Marion and Shiva Stone are twin brothers born of a secret union between a beautiful Indian nun and a brash British surgeon at a mission hospital in Addis Ababa. Orphaned by their mother's death in childbirth and their father's disappearance, bound together by a preternatural connection and a shared fascination with medicine, the twins come of age as Ethiopia hovers on the brink of revolution. Yet it will be love, not politics - their passion for the same woman - that will tear them apart and force Marion, fresh out of medical school, to flee his homeland. He makes his way to America, finding refuge in his work as an intern at an underfunded, overcrowded New York City hospital. When the past catches up to him - nearly destroying him - Marion must entrust his life to the two men he thought he trusted least in the world: the surgeon father who abandoned him and the brother who betrayed him.

An unforgettable journey into one man's remarkable life, and an epic story about the power, intimacy, and curious beauty of the work of healing others.



About the Author

Abraham Verghese

ABRAHAM VERGHESE is senior associate chair and professor for the Theory and Practice of Medicine, Stanford University School of Medicine. He sees patients, teaches students and writes.

Supplied data —
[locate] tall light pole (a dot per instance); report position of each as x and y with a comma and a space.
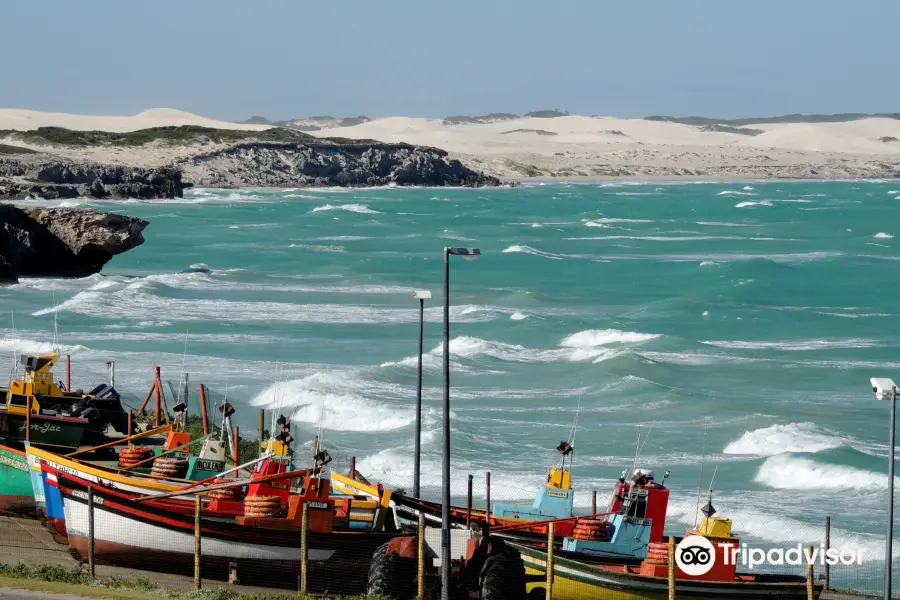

---

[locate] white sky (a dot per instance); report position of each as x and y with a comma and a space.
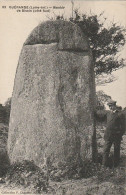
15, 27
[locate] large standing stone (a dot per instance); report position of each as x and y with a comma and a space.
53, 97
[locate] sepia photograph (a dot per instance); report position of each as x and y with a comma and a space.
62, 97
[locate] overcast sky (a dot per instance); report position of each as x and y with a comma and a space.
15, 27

Required work — Decide whether each statement agrees with the book summary above: (a) the twins' father was a British surgeon; (b) Marion flees his homeland soon after finishing medical school; (c) a political dispute is what tears the twins apart. Answer yes or no for each, quoting the words of the summary that decide it. The records play no part in this exercise.

Your solution —
(a) Yes: "a brash British surgeon"
(b) Yes: "force Marion, fresh out of medical school, to flee his homeland"
(c) No: "it will be love, not politics - their passion for the same woman - that will tear them apart"